◆ Texto dado
━━━━━━━━━━━━━━━━━━━━━━━━━━━━━━

A teia bolsonarista nos porões da internet
Ministério Público do Tribunal de Contas da União pede ao Supremo compartilhamento do inquérito que levanta a engrenagem nas redes para financiar os atos antidemocráticos. Tentáculos passam pelos endereços da primeira-dama e assessores dos filhos do presidente Bolsonaro
A pandemia do novo coronavírus já havia fechado fronteiras de diferentes países e ganhava corpo no Brasil em maio do ano passado. O país contabilizava, à época, 100.000 casos e 7.000 mortes pela covid-19, e seguia numa progressão que já se mostrava descontrolada, sobretudo pelo descompasso das ações do Governo ao que até hoje é preconizado pela Organização Mundial da Saúde (OMS).
Na manhã do dia 3 daquele mês, um domingo ensolarado, o presidente Jair Bolsonaro devotou-se a apoiar manifestantes em frente ao Palácio do Planalto. Não usava máscara, tampouco seguia a orientação de autoridades médicas e científicas para evitar ―ou ajudar a formar― aglomeração. Diante de fiéis seguidores, disse que havia chegado ao seu limite, e que pedia a Deus para não ter problemas.
Cercado de seguranças, gravou um vídeo para a equipe responsável pelas suas redes sociais. Nele, minimizava os primeiros efeitos da pandemia, a qual, mais de um ano depois, colocaria o Brasil na lista dos países com um dos mais altos índices de mortalidade em decorrência da covid-19: “Sabemos o efeito do vírus, infelizmente muitos serão infectados e perderão suas vidas, mas é uma realidade.” O indisfarçável desdém em relação à doença, no entanto, tinha um outro propósito naquele dia.
O colérico convescote à porta da sede do Governo reunia uma trupe de homens e mulheres de camisas e faixas verde e amarela, alguns enrolados em bandeira do Brasil, não para exigir medidas sanitárias que pudessem conter o avanço da doença, mas aguerridos em campanha pela reedição do Ato Institucional 5 (AI-5) e por intervenção militar, processo inconstitucional dada a apologia contra a democracia.
Os principais alvos eram o Supremo Tribunal Federal (STF) e o Congresso Nacional, após medidas contrárias ao pensamento bolsonarista. “Queremos a independência verdadeira dos três Poderes, não apenas uma letra da Constituição. Não vamos mais admitir interferência”, disse Bolsonaro, em tom peremptório se comparado à preocupação com as vítimas do coronavírus desde àquela ocasião.
Dias antes, um dos ministros do STF, Alexandre de Moraes, havia barrado o nome de Alexandre Ramagem para a diretoria-geral da Polícia Federal, sob o argumento de que a nomeação representava um desvio de finalidade do Governo para interferir politicamente na PF. Ramagem é amigo dos filhos do presidente, e a tentativa de acomodá-lo no cargo levou à crise do Planalto com o ex-juiz Sergio Moro, que abandonou o barco quando percebeu que não tinha carta branca para, como ministro da Justiça, indicar sequer alguém para o maior posto da PF.

━━━━━━━━━━━━━━━━━━━━━━━━━━━━━━

◆ Instruções a seguir
Responda com base no texto sobre a teia bolsonarista:
(a) Quantos casos e quantas mortes por covid-19 o Brasil tinha em maio do ano passado?
(b) Em que dia da semana caiu o dia 3 daquele mês?
(c) Qual nome Alexandre de Moraes barrou para a diretoria-geral da Polícia Federal?
Não é preciso usar o material.

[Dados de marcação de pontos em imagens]
━━━━━━━━━━━━━━━━━━━━━━━━━━━━━━

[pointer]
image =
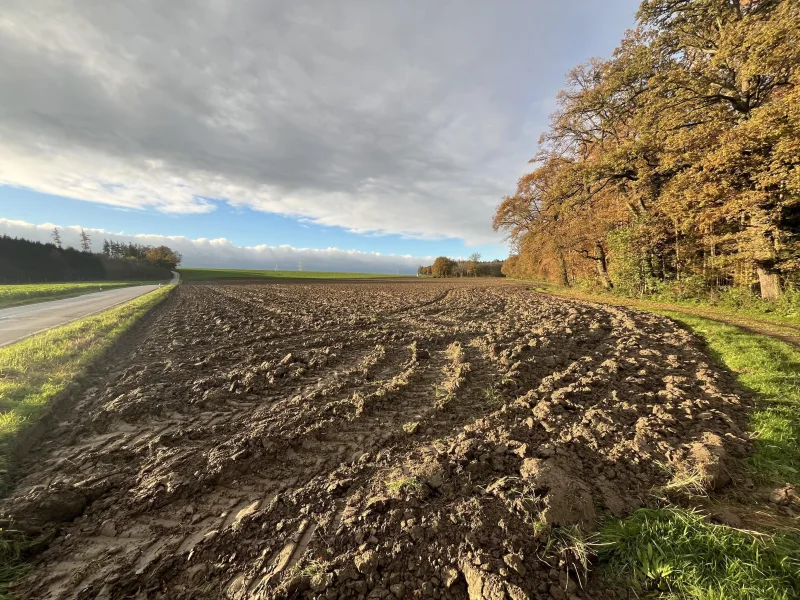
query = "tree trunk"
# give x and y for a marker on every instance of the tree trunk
(562, 269)
(769, 283)
(602, 266)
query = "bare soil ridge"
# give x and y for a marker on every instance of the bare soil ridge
(381, 440)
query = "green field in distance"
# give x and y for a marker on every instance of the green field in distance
(207, 274)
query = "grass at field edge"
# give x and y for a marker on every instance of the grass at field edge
(33, 372)
(676, 552)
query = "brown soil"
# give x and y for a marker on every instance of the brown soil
(366, 440)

━━━━━━━━━━━━━━━━━━━━━━━━━━━━━━

◆ Resposta abaixo
(a) 100.000 casos e 7.000 mortes.
(b) Num domingo.
(c) O de Alexandre Ramagem.